── PROVIDED DATA ──
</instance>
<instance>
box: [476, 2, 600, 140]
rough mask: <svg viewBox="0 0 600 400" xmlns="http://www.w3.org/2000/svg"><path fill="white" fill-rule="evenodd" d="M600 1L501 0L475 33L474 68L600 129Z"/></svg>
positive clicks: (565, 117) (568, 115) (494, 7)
───
── PROVIDED DATA ──
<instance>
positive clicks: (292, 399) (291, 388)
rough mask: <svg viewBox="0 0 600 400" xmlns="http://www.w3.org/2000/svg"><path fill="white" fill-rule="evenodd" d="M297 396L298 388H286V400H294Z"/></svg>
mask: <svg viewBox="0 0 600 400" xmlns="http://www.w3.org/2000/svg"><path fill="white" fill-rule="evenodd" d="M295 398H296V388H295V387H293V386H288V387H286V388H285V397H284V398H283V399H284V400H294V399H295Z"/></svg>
───
» EXERCISE REQUIREMENTS
Scan the lines above for "box: [476, 2, 600, 140]" and for "positive clicks: (565, 117)". Repeat exactly the line holding each of them and every line in between.

» OUTPUT FOR THIS TASK
box: [476, 2, 600, 140]
rough mask: <svg viewBox="0 0 600 400" xmlns="http://www.w3.org/2000/svg"><path fill="white" fill-rule="evenodd" d="M600 1L501 0L475 33L474 68L600 129Z"/></svg>
positive clicks: (565, 117) (568, 115) (494, 7)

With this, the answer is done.